Jackman
par Jack Harlow
Un an après Come Home the Kids Miss You, au succès commercial retentissant mais dont le succès critique laissait à désirer, Jack Harlow revient avec un nouveau projet intitulé Jackman. Pour cet album, pas de chichi, pas de tapage médiatique : nous avons seulement eu droit à une annonce sur Twitter. Cette discrétion semble délibérée, comme pour détourner l’attention de CHTKMY qui était étiqueté comme étant tape-à-l’oeil et (parfois) creux.
Avec Jackman, Jack Harlow signe un retour aux bases du hip-hop avec des productions qui ont souvent été comparées à celle d’un J. Cole à l’époque de 2014 Forest Hills Drive. Quant à nous, qu’avons-nous pensé de l’album ?
ÉCOUTE DE JACK HARLOW – JACKMAN
La première chose qui nous frappe en débutant l’écoute du projet, c’est la ressemblance du flow du rappeur avec celui de Drake. Néanmoins, lorsqu’on dépasse cette première impression, on remarque le sérieux que Jack Harlow a insufflé dans Jackman. Les productions sont soignées, à la vibe légèrement old school et les thèmes évoqués se veulent profonds.
Dans « Common Ground », l’introduction de l’album, Jack Harlow critique la manière dont les (riches) Blancs s’approprient les codes, le langage et les coutumes des Noirs. Ces premiers bénéficiant d’une meilleure presse, ce faisant, que les derniers. Pour illustrer son propos, il raconte avec ironie l’histoire d’un enfant aisé des faubourgs qui finit par commenter la vie des quartiers.
Si le thème est intéressant, il perd en crédibilité avec « It Can’t Be ». Dans ce huitième titre, l’artiste de Louisville s’adresse aux haters. Et plus particulièrement à ceux qui justifient son succès par la couleur de sa peau. Il leur répond donc en listant tous les éléments qui le rend méritant de sa situation actuelle.

## EXTRAIT SOURCE:
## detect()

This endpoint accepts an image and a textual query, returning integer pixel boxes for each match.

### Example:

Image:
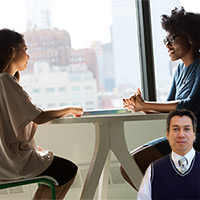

## CONSIGNE:
D'après le texte de la page, par quel moyen l'album Jackman a-t-il été annoncé ? Ce matériel n'a aucun rapport avec le texte de la page.

## CORRIGÉ:
Par une simple annonce sur Twitter.